Women are rarely directly associated with wars. The 1994 Genocide against the Tutsis drew both women and men to the war. The film Rwanda; l’impossible pardon (Rwanda; the impossible forgiveness), brings to light the genocide aaftermaths, encompassing not only regret but difficult healing process.
Produced in 2014, as Rwanda marked its 20th commemoration of the Genocide against the Tutsis, the 90 minutes documentary film, an original Kinyarwanda version with French subtitles, directed by Alexandre Westphal and Violaine Baraduc depicts participation of women during the genocide.
Shot in the then Kigali Central prison between 2011 and 2013, among women prisoners, it features people who were charged and are serving a sentence for Genocide atrocities. The fi lm introduces audience to eight women, who through interviews testify with regret the dark plot that befell Rwanda in April 1994.
Led by Immaculée and her co-inmates, the women narrate their vivid participation in the cruelty that saw over 800,000 people dead, and how it was organised.
In their account, they reveal how from their parents, ideas had been long passed onto them, the relationships Tutsis had with Hutus, which was regarded as rivalry; hence society being raised with wrong perceptions about history which sparked the 1994 tragedy.
These testimonies further bring to light how women participated in the brutality during the 1994 Genocide,’ against Tutsi and reflection on how this would have otherwise at least been stopped to save lives. Though a few were among the top leadership and knew about the wicked plot ahead of its spark, humanity when they kept silent about it all.
Still haunted by the massacres of the 1994 bloodshed, and in which ethnic turmoil persisted, the film narrows into Immaculée, whose life was guttered by the whole incident.
As she serves her term, outside the prison walls Jérôme, the son to Immaculée, is torn between a tough situation of the perpetrators and their victims, 20 years a er the tragic events. Born of a Tutsi father, and Immaculée, a Hutu, who during the 1994 genocide plotted her husband’s massacre, Jérôme hardly finds the words to tell his story.
The relationship with his mother has been put in greater test, as one between the hope of reconciliation and an impossible dialogue, which takes us to sail and feel the pain partly shared by the country.
“To this day, I find it harder to recognise her as a mother, Jerome painfully speaks, “What she got involved into wasn’t a motherly act at all!” He adds. He lives a life of self-rejection as even amid society, he partly carries his mother’s stain, which he, in turn, blames his mother for. He tries to connect with the terms unity and reconciliation.

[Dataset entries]
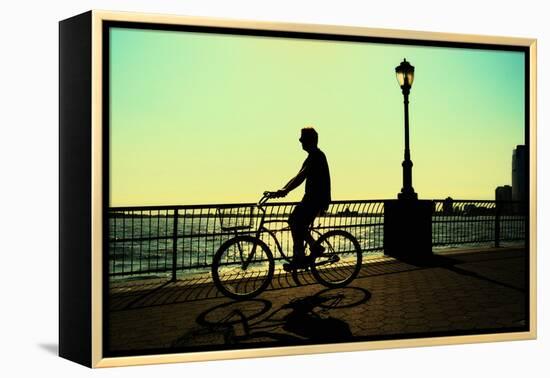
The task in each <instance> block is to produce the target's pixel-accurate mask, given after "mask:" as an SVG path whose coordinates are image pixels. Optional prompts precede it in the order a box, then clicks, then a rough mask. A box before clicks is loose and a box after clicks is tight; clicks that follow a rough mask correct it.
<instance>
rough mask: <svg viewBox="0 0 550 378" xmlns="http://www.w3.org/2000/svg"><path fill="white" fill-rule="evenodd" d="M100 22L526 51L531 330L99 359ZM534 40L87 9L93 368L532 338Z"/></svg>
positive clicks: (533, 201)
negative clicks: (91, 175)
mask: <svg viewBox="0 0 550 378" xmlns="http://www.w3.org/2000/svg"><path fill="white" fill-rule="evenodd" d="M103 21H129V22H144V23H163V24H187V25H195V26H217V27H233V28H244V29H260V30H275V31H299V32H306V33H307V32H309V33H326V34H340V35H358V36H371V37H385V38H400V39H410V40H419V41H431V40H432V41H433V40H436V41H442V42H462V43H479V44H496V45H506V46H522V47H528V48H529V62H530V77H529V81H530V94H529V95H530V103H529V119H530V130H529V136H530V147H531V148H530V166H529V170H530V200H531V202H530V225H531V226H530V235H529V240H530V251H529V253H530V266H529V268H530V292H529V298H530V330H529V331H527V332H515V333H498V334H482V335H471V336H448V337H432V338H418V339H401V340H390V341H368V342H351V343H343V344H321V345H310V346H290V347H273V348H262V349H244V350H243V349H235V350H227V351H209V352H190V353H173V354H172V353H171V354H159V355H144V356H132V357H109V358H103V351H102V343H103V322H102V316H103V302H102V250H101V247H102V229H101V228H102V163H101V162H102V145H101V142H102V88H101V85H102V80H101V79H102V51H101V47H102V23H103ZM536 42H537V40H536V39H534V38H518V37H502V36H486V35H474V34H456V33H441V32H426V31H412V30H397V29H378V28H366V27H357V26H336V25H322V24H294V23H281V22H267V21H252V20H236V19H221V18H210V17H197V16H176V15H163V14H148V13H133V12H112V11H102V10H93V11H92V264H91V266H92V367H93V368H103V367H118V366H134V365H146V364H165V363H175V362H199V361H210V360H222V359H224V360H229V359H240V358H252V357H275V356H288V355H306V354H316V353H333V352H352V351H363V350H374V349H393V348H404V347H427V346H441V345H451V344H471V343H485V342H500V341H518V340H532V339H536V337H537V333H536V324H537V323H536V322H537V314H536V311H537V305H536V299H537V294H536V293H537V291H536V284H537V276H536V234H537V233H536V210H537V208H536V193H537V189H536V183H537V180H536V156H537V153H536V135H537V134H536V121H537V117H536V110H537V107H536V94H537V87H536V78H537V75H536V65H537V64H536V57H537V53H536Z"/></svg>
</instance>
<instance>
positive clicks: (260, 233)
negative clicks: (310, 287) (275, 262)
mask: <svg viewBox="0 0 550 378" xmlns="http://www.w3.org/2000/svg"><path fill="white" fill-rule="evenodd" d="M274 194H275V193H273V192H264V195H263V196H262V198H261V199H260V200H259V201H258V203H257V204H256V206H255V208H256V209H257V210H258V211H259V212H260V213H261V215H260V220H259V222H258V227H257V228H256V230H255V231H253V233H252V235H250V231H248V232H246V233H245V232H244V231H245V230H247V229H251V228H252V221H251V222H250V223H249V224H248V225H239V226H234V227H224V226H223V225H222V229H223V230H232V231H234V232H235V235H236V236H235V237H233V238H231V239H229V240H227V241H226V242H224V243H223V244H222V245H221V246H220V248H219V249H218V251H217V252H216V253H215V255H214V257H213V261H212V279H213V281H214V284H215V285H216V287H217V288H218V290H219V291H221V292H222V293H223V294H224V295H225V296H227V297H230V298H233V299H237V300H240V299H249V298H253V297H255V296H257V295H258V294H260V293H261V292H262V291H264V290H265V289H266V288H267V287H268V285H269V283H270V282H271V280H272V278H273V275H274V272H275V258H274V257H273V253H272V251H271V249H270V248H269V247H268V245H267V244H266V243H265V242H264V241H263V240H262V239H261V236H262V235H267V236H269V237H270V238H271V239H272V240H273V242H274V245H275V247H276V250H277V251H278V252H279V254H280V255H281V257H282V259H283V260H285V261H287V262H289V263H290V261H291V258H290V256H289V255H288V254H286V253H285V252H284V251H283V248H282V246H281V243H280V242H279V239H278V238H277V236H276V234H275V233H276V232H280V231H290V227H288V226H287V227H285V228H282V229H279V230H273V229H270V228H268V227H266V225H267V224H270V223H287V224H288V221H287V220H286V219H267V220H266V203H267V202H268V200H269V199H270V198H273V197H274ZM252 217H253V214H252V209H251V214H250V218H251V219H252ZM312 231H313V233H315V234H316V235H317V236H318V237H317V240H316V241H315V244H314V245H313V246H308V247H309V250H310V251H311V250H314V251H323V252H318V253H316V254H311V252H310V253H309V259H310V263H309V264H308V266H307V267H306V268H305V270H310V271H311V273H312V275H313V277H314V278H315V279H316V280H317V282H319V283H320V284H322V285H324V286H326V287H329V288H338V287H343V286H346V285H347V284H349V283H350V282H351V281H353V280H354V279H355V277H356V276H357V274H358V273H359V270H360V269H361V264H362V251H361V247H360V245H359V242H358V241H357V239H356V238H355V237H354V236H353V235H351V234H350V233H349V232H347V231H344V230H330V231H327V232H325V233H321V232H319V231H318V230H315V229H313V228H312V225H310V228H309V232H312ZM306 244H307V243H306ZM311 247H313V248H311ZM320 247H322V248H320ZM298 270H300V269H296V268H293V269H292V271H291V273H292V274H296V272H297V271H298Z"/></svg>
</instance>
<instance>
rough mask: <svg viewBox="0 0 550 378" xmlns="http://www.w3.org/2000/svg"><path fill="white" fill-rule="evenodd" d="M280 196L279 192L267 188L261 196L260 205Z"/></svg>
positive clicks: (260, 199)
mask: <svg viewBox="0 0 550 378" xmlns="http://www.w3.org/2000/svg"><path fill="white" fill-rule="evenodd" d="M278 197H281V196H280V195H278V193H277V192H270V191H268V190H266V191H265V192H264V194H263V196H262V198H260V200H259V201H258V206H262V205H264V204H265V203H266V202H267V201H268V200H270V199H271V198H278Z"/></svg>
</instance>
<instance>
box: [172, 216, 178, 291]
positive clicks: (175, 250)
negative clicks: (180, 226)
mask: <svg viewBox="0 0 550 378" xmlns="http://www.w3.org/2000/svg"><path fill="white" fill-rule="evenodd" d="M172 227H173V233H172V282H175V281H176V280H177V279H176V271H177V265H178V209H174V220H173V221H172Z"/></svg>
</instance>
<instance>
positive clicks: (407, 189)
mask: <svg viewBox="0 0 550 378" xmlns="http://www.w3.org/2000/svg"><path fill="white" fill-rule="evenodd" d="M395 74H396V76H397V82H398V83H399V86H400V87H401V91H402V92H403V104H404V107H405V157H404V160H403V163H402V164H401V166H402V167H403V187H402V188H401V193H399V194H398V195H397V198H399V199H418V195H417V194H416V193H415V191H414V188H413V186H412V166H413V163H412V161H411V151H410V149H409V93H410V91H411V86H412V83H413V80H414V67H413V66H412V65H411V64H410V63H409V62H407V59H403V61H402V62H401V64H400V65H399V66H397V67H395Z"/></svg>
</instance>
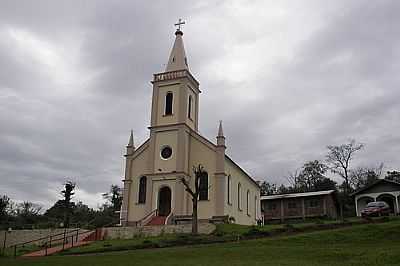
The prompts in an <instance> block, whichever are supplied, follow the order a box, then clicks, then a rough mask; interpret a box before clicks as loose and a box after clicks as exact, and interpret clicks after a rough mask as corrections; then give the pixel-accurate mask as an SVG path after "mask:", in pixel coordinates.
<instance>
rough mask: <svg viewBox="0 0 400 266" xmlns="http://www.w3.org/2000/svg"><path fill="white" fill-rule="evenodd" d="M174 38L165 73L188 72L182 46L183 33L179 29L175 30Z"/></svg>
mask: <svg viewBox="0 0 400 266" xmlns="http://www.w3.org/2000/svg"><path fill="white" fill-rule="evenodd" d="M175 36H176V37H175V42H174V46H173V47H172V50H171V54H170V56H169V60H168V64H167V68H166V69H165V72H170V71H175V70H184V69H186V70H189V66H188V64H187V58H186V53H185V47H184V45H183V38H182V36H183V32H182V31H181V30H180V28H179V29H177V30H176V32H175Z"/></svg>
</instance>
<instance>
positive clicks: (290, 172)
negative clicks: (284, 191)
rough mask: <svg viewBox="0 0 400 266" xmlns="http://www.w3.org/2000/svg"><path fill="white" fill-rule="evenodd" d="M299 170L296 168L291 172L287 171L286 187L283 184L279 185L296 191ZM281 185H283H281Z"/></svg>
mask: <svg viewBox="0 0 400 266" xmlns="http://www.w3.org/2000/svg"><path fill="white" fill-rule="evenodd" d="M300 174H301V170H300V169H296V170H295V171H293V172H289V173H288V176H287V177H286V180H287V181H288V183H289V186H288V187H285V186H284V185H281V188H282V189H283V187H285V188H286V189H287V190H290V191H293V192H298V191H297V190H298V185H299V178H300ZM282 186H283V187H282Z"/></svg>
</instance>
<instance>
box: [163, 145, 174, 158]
...
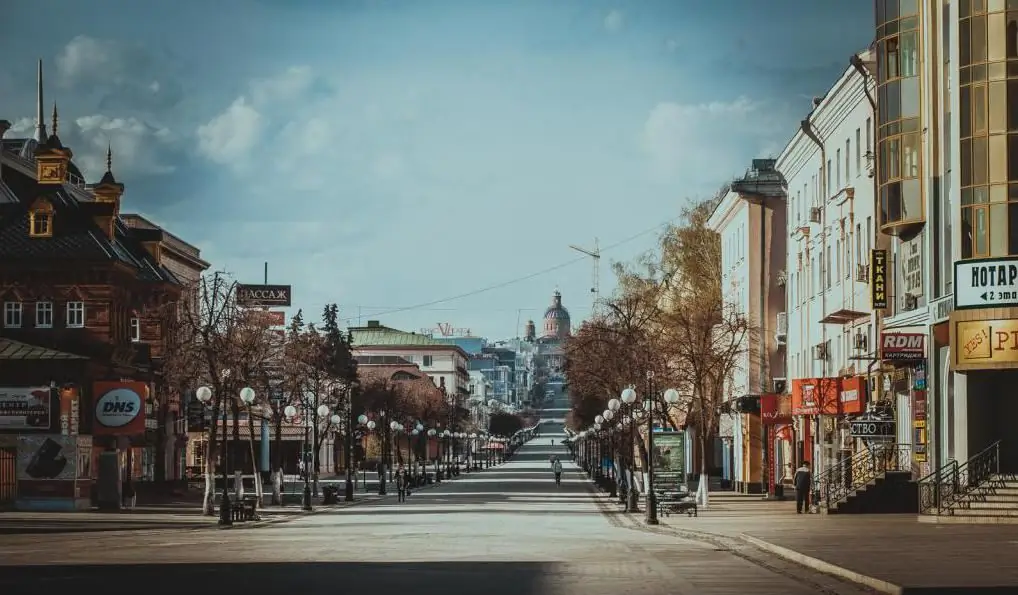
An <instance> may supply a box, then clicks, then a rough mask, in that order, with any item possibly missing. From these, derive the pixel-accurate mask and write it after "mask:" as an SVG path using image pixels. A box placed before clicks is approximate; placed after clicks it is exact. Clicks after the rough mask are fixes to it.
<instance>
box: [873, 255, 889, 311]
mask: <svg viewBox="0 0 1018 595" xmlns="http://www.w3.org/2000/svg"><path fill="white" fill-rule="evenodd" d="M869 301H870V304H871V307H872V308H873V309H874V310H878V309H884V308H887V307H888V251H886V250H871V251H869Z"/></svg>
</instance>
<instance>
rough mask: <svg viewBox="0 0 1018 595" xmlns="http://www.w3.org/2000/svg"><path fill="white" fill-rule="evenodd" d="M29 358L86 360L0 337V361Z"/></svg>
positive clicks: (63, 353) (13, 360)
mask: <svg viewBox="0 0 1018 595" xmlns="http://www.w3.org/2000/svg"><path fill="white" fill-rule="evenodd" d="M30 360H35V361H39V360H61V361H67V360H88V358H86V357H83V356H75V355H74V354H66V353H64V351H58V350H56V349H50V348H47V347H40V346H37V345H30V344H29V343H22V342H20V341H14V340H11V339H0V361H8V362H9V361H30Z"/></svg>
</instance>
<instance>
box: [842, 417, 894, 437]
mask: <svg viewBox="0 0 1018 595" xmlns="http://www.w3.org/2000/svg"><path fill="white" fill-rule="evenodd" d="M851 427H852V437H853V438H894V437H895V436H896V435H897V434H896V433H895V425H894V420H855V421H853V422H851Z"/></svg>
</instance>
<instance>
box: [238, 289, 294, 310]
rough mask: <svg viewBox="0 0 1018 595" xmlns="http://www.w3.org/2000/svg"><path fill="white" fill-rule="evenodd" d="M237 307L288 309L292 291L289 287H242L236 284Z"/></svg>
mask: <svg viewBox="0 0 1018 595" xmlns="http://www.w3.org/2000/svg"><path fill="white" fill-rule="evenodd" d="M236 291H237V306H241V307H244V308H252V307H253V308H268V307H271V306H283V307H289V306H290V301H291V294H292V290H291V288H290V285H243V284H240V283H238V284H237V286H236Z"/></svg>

**Prompt 1**
Translate this sentence from the film review into Spanish: "Women are rarely directly associated with wars."
**Prompt 2**
According to the film review, who directed the documentary?
**Prompt 3**
Reproduce the part of the film review between "The relationship with" and "unity and reconciliation.", inclusive.

**Response box 1**
Las mujeres rara vez se asocian directamente con las guerras.

**Response box 2**
Alexandre Westphal and Violaine Baraduc.

**Response box 3**
The relationship with his mother has been put in greater test, as one between the hope of reconciliation and an impossible dialogue, which takes us to sail and feel the pain partly shared by the country.
“To this day, I find it harder to recognise her as a mother, Jerome painfully speaks, “What she got involved into wasn’t a motherly act at all!” He adds. He lives a life of self-rejection as even amid society, he partly carries his mother’s stain, which he, in turn, blames his mother for. He tries to connect with the terms unity and reconciliation.